START RECORDS TO PROCESS

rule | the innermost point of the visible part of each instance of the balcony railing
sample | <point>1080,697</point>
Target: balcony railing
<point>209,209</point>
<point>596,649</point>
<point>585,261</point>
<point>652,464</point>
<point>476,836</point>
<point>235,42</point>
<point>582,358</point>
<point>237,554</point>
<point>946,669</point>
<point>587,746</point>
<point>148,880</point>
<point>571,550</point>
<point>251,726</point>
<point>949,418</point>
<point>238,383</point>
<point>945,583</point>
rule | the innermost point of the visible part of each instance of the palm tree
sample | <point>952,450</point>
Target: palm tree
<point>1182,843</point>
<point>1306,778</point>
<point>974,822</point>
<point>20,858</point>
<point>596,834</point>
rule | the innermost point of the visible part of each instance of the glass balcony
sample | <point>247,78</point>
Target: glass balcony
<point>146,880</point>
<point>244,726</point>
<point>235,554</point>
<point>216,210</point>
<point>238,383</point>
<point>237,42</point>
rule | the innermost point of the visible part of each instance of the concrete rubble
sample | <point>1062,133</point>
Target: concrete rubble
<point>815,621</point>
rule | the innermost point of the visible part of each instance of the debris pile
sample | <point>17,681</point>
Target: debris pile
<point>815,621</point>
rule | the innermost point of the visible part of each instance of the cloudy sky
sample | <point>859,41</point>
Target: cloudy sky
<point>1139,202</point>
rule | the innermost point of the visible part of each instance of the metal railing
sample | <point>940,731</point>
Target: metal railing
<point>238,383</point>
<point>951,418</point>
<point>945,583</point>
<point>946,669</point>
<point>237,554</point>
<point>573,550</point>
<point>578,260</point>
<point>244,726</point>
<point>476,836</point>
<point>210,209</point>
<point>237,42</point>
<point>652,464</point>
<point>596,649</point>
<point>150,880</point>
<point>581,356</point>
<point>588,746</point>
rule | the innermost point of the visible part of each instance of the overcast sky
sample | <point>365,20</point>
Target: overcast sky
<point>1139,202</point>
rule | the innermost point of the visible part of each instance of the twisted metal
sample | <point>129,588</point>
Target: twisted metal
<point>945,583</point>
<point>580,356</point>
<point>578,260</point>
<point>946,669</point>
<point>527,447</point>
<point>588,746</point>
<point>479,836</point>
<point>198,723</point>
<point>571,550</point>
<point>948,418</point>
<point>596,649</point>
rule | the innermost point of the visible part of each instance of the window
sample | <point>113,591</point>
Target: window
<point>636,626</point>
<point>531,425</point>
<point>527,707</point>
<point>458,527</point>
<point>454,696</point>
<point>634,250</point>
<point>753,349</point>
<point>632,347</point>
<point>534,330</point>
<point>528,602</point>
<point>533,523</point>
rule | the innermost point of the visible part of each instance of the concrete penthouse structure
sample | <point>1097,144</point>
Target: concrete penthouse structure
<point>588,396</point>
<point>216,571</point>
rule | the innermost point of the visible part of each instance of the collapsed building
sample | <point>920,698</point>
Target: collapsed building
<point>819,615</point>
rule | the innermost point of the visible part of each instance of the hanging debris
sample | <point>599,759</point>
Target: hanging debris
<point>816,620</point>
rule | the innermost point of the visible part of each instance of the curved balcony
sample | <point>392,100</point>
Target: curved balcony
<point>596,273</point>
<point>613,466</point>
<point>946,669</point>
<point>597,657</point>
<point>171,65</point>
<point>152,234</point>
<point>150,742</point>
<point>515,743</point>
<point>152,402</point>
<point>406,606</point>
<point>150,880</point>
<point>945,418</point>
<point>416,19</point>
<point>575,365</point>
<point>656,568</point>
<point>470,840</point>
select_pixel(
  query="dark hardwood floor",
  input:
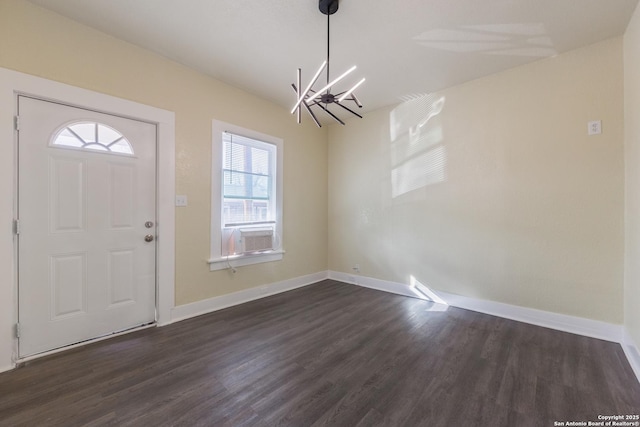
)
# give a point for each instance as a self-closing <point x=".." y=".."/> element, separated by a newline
<point x="327" y="354"/>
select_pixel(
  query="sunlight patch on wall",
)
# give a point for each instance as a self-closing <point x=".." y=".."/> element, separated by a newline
<point x="418" y="158"/>
<point x="526" y="39"/>
<point x="424" y="292"/>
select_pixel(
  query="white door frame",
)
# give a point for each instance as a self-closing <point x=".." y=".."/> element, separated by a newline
<point x="13" y="83"/>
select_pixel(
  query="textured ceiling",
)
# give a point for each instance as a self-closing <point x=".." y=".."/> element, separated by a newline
<point x="402" y="47"/>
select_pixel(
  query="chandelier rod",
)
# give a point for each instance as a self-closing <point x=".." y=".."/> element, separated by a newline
<point x="328" y="45"/>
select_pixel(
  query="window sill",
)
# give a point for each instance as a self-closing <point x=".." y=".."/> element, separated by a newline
<point x="242" y="260"/>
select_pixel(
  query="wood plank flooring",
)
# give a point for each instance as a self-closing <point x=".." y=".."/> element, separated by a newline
<point x="328" y="354"/>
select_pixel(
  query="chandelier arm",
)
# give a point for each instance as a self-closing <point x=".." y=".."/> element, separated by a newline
<point x="313" y="116"/>
<point x="306" y="91"/>
<point x="348" y="109"/>
<point x="299" y="83"/>
<point x="330" y="84"/>
<point x="355" y="99"/>
<point x="331" y="114"/>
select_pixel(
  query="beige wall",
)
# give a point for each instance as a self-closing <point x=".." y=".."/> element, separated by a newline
<point x="492" y="189"/>
<point x="632" y="168"/>
<point x="38" y="42"/>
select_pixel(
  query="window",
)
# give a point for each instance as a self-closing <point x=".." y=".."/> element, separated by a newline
<point x="92" y="136"/>
<point x="246" y="202"/>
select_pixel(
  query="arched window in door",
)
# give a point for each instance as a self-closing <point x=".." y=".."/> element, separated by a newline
<point x="92" y="136"/>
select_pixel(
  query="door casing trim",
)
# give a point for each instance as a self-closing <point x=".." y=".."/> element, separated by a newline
<point x="14" y="83"/>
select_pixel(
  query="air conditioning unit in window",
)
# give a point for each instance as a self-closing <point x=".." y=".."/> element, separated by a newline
<point x="256" y="239"/>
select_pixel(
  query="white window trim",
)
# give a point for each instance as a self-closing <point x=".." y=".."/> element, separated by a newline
<point x="217" y="261"/>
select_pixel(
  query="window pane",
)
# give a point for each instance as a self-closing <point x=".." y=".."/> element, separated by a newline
<point x="86" y="131"/>
<point x="68" y="139"/>
<point x="106" y="135"/>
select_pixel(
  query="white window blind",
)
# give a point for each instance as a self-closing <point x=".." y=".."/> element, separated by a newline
<point x="248" y="176"/>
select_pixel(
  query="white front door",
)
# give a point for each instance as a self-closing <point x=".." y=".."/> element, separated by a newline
<point x="87" y="221"/>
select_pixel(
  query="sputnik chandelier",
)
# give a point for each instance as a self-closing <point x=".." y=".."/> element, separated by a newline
<point x="323" y="98"/>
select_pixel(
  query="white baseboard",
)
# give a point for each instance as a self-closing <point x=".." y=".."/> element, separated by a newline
<point x="198" y="308"/>
<point x="381" y="285"/>
<point x="631" y="351"/>
<point x="576" y="325"/>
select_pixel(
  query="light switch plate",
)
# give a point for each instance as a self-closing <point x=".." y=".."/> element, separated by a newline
<point x="181" y="200"/>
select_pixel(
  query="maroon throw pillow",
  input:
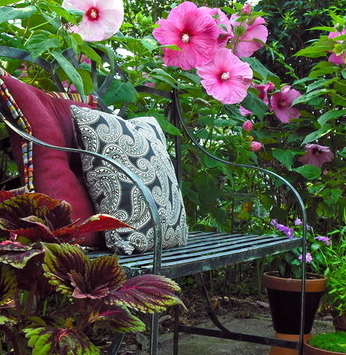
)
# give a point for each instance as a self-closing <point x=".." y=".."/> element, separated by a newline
<point x="56" y="173"/>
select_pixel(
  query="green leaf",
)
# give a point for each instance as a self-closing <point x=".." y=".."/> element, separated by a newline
<point x="260" y="70"/>
<point x="149" y="43"/>
<point x="254" y="104"/>
<point x="12" y="13"/>
<point x="330" y="115"/>
<point x="87" y="80"/>
<point x="285" y="157"/>
<point x="70" y="71"/>
<point x="118" y="91"/>
<point x="59" y="260"/>
<point x="309" y="172"/>
<point x="40" y="42"/>
<point x="313" y="136"/>
<point x="90" y="53"/>
<point x="331" y="196"/>
<point x="310" y="96"/>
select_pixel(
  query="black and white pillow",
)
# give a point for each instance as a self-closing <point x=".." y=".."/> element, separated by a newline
<point x="139" y="144"/>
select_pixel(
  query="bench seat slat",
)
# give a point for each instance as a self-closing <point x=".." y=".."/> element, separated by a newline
<point x="206" y="251"/>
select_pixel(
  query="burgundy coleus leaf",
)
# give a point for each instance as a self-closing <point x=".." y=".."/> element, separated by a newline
<point x="116" y="318"/>
<point x="73" y="273"/>
<point x="8" y="286"/>
<point x="20" y="214"/>
<point x="103" y="275"/>
<point x="98" y="222"/>
<point x="147" y="293"/>
<point x="59" y="341"/>
<point x="17" y="254"/>
<point x="5" y="195"/>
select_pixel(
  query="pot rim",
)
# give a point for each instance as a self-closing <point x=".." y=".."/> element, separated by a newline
<point x="314" y="282"/>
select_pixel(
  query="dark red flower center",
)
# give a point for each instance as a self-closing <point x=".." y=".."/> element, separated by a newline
<point x="282" y="103"/>
<point x="93" y="14"/>
<point x="225" y="76"/>
<point x="185" y="37"/>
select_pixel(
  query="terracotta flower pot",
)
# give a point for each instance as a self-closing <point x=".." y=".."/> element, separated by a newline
<point x="311" y="350"/>
<point x="284" y="296"/>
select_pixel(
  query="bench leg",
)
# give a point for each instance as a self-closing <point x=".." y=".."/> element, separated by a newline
<point x="116" y="343"/>
<point x="154" y="335"/>
<point x="176" y="330"/>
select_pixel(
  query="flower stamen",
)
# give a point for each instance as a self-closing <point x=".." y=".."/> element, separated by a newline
<point x="93" y="14"/>
<point x="185" y="38"/>
<point x="225" y="76"/>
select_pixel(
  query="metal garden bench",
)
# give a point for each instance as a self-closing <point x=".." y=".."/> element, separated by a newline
<point x="204" y="251"/>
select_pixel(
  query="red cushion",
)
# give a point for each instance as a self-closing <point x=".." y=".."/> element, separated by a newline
<point x="50" y="120"/>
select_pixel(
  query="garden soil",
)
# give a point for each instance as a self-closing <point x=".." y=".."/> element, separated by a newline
<point x="243" y="315"/>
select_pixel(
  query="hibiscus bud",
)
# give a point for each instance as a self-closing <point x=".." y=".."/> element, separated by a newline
<point x="255" y="146"/>
<point x="247" y="126"/>
<point x="246" y="9"/>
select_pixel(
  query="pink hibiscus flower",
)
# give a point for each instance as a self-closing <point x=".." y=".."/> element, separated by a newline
<point x="226" y="77"/>
<point x="193" y="30"/>
<point x="253" y="36"/>
<point x="316" y="155"/>
<point x="281" y="104"/>
<point x="334" y="58"/>
<point x="222" y="21"/>
<point x="101" y="19"/>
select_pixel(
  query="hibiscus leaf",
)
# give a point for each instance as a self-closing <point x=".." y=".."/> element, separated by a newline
<point x="59" y="260"/>
<point x="285" y="157"/>
<point x="58" y="341"/>
<point x="12" y="13"/>
<point x="16" y="254"/>
<point x="310" y="172"/>
<point x="8" y="286"/>
<point x="118" y="91"/>
<point x="40" y="42"/>
<point x="70" y="71"/>
<point x="147" y="293"/>
<point x="330" y="115"/>
<point x="313" y="136"/>
<point x="118" y="319"/>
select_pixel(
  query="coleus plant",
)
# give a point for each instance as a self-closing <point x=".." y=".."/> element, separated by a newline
<point x="53" y="297"/>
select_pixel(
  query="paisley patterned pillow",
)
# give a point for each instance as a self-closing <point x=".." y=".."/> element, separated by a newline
<point x="140" y="144"/>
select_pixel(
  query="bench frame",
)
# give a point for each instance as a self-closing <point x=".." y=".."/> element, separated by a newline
<point x="204" y="251"/>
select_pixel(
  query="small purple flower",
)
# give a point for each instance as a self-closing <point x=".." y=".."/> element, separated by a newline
<point x="308" y="257"/>
<point x="284" y="229"/>
<point x="298" y="222"/>
<point x="325" y="240"/>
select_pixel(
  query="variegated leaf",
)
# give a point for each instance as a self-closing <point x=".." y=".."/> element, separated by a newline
<point x="147" y="293"/>
<point x="103" y="275"/>
<point x="58" y="341"/>
<point x="17" y="254"/>
<point x="7" y="321"/>
<point x="59" y="261"/>
<point x="8" y="286"/>
<point x="118" y="319"/>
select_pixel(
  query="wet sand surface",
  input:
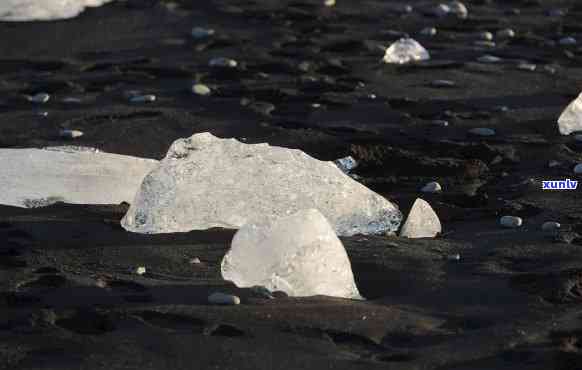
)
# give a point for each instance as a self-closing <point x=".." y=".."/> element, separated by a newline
<point x="69" y="298"/>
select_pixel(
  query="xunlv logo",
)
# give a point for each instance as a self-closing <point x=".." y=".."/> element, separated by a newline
<point x="560" y="184"/>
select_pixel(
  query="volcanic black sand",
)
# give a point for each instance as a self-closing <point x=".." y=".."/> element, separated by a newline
<point x="69" y="298"/>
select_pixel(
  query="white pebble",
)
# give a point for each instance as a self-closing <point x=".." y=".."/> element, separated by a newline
<point x="223" y="299"/>
<point x="432" y="187"/>
<point x="201" y="89"/>
<point x="511" y="221"/>
<point x="143" y="98"/>
<point x="482" y="131"/>
<point x="202" y="33"/>
<point x="506" y="33"/>
<point x="488" y="59"/>
<point x="567" y="41"/>
<point x="70" y="134"/>
<point x="551" y="226"/>
<point x="223" y="62"/>
<point x="428" y="31"/>
<point x="39" y="98"/>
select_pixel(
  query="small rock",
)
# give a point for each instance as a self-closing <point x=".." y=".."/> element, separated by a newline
<point x="223" y="62"/>
<point x="510" y="221"/>
<point x="40" y="98"/>
<point x="70" y="134"/>
<point x="550" y="226"/>
<point x="202" y="33"/>
<point x="526" y="67"/>
<point x="428" y="31"/>
<point x="223" y="299"/>
<point x="488" y="59"/>
<point x="506" y="33"/>
<point x="482" y="131"/>
<point x="566" y="41"/>
<point x="143" y="98"/>
<point x="201" y="89"/>
<point x="422" y="221"/>
<point x="432" y="187"/>
<point x="443" y="83"/>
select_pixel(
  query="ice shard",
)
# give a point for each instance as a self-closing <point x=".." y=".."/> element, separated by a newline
<point x="405" y="50"/>
<point x="206" y="182"/>
<point x="299" y="254"/>
<point x="39" y="177"/>
<point x="571" y="118"/>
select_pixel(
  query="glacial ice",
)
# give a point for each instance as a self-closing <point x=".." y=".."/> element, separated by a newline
<point x="44" y="10"/>
<point x="206" y="182"/>
<point x="422" y="221"/>
<point x="40" y="177"/>
<point x="405" y="50"/>
<point x="298" y="254"/>
<point x="571" y="118"/>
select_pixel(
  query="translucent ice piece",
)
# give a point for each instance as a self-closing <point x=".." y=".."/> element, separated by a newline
<point x="422" y="221"/>
<point x="571" y="118"/>
<point x="40" y="177"/>
<point x="298" y="254"/>
<point x="405" y="50"/>
<point x="206" y="182"/>
<point x="44" y="10"/>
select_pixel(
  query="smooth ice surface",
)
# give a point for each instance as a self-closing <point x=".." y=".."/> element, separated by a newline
<point x="571" y="118"/>
<point x="39" y="177"/>
<point x="422" y="221"/>
<point x="44" y="10"/>
<point x="404" y="51"/>
<point x="298" y="254"/>
<point x="206" y="182"/>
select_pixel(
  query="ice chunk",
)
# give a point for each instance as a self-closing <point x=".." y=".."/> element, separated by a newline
<point x="571" y="118"/>
<point x="206" y="182"/>
<point x="422" y="221"/>
<point x="44" y="10"/>
<point x="298" y="254"/>
<point x="404" y="51"/>
<point x="40" y="177"/>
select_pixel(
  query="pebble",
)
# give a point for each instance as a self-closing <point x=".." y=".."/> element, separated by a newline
<point x="39" y="98"/>
<point x="488" y="59"/>
<point x="223" y="62"/>
<point x="202" y="33"/>
<point x="443" y="83"/>
<point x="565" y="41"/>
<point x="550" y="226"/>
<point x="70" y="134"/>
<point x="511" y="221"/>
<point x="432" y="187"/>
<point x="428" y="31"/>
<point x="201" y="89"/>
<point x="223" y="299"/>
<point x="482" y="131"/>
<point x="526" y="67"/>
<point x="143" y="98"/>
<point x="506" y="33"/>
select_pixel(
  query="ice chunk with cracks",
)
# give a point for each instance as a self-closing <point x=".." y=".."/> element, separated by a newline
<point x="40" y="177"/>
<point x="206" y="182"/>
<point x="299" y="254"/>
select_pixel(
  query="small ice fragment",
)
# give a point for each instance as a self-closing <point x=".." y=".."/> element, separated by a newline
<point x="405" y="50"/>
<point x="422" y="221"/>
<point x="299" y="254"/>
<point x="510" y="221"/>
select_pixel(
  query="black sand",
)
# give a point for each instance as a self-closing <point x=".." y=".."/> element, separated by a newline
<point x="68" y="298"/>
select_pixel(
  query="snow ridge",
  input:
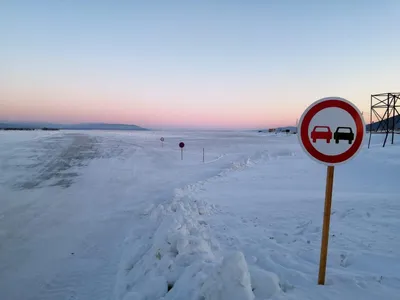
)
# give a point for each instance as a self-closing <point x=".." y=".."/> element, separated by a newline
<point x="180" y="259"/>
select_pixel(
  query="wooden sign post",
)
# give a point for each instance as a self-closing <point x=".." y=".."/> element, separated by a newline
<point x="331" y="132"/>
<point x="326" y="223"/>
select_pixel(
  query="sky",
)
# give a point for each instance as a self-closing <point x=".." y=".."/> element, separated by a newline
<point x="193" y="64"/>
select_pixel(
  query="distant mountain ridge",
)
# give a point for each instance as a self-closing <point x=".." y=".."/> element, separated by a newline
<point x="81" y="126"/>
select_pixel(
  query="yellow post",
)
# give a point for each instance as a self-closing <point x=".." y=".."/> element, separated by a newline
<point x="325" y="228"/>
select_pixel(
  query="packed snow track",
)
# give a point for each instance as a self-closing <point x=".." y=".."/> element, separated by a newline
<point x="119" y="216"/>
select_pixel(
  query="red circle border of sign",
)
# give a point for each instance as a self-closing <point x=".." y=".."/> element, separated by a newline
<point x="306" y="120"/>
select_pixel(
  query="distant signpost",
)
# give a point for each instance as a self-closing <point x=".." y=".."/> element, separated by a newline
<point x="181" y="145"/>
<point x="331" y="131"/>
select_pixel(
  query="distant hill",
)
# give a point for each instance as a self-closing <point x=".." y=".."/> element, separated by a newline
<point x="281" y="129"/>
<point x="82" y="126"/>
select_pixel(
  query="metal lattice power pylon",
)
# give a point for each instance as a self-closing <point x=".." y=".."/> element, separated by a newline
<point x="385" y="109"/>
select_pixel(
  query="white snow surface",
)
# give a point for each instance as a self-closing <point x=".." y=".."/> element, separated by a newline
<point x="113" y="215"/>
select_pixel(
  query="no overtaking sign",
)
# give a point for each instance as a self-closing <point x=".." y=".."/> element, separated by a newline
<point x="331" y="131"/>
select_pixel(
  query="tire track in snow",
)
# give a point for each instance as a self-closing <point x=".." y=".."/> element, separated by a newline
<point x="180" y="231"/>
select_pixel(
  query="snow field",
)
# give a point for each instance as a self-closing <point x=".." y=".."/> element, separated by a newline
<point x="253" y="231"/>
<point x="113" y="215"/>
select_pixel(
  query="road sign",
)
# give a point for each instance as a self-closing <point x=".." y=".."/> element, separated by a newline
<point x="181" y="145"/>
<point x="331" y="130"/>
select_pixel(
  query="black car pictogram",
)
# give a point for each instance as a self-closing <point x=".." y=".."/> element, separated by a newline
<point x="343" y="134"/>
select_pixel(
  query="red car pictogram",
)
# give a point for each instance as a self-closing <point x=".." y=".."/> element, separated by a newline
<point x="321" y="133"/>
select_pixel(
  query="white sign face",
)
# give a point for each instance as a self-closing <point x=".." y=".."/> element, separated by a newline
<point x="331" y="130"/>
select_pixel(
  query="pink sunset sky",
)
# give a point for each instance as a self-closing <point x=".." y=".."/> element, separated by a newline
<point x="189" y="66"/>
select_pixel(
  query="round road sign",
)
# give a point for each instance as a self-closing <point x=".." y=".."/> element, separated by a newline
<point x="331" y="130"/>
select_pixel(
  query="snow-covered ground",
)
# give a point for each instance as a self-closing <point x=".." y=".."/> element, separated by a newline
<point x="113" y="215"/>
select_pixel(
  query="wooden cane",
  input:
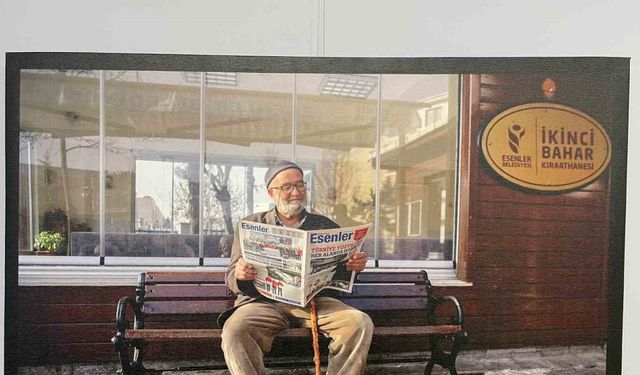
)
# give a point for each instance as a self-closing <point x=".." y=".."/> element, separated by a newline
<point x="314" y="334"/>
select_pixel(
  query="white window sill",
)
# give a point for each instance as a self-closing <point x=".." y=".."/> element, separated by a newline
<point x="72" y="275"/>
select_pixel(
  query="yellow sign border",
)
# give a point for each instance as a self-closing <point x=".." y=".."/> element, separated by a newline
<point x="534" y="185"/>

END RECORDS TO PROCESS

• WHAT THE TASK ASKS
Please filter the entries for the word "road" and copy the lines that have it.

• EXERCISE RESPONSE
  query="road sign",
  query="round road sign",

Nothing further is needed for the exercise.